_EXTRACTED DATA:_
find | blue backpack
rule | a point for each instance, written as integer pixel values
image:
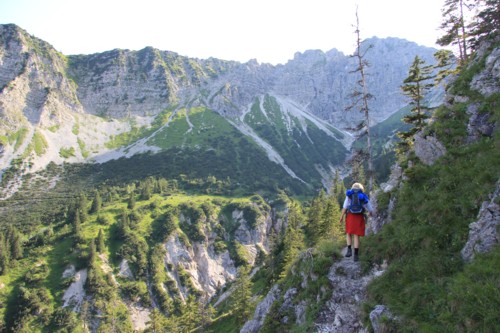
(358, 199)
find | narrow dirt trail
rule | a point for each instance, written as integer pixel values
(342, 313)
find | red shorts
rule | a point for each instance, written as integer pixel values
(355, 224)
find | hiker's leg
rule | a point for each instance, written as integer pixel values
(356, 247)
(348, 252)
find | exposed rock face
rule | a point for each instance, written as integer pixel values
(209, 270)
(73, 296)
(488, 81)
(378, 314)
(342, 313)
(70, 100)
(262, 309)
(483, 233)
(428, 149)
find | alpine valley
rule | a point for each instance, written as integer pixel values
(262, 126)
(145, 191)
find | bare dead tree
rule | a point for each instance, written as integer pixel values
(360, 97)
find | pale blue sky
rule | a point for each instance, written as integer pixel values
(270, 31)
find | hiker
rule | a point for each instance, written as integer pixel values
(356, 203)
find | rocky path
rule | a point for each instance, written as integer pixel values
(342, 313)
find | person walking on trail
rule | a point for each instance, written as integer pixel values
(356, 203)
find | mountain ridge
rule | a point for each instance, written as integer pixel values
(82, 108)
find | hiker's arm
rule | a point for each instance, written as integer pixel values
(370, 209)
(342, 215)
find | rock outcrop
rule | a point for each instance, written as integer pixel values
(483, 233)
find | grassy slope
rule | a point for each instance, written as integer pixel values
(58, 253)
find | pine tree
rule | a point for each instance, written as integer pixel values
(4, 256)
(96, 203)
(486, 23)
(131, 201)
(416, 86)
(82, 207)
(293, 240)
(100, 242)
(77, 228)
(92, 252)
(14, 241)
(314, 217)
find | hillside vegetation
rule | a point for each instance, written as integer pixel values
(427, 285)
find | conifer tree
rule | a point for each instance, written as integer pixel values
(338, 189)
(4, 256)
(486, 24)
(96, 203)
(314, 216)
(14, 241)
(100, 242)
(293, 240)
(77, 228)
(454, 26)
(131, 201)
(92, 252)
(416, 86)
(82, 207)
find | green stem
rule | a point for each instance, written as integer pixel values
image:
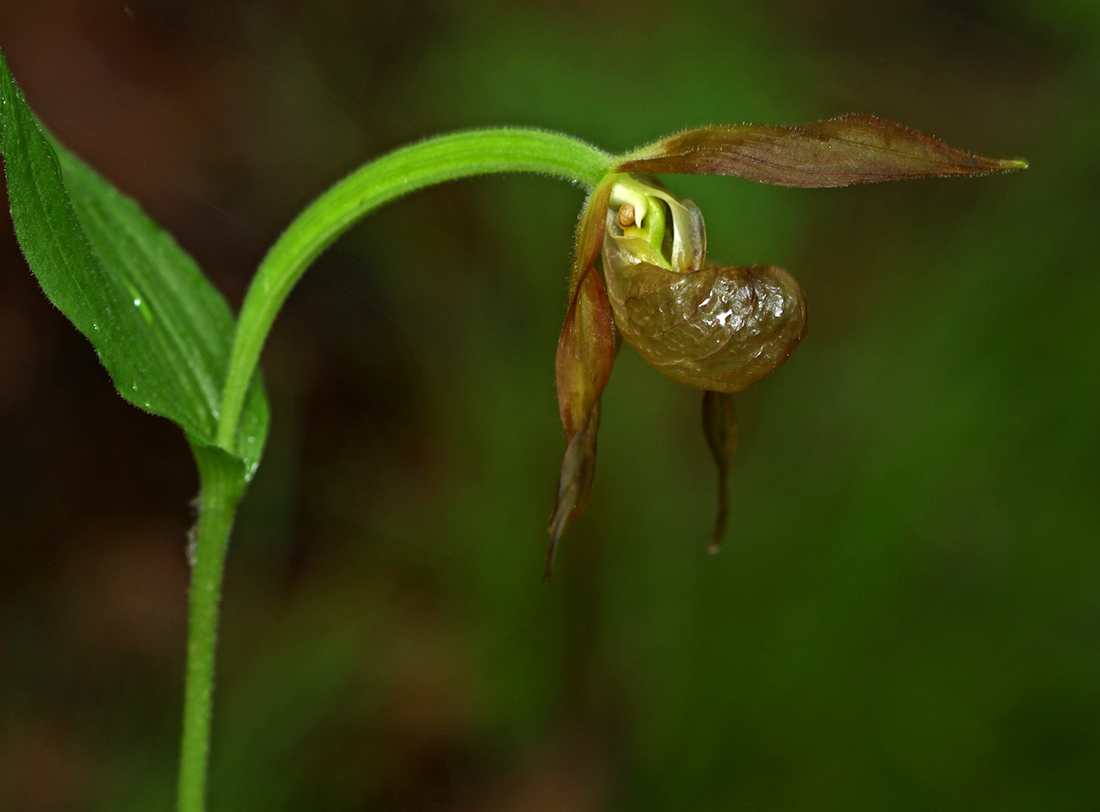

_DESCRIPTION OF THE TASK:_ Within the listing above, work out how many lines contain the string "blue", and reply with that number only.

_RESPONSE:_ 2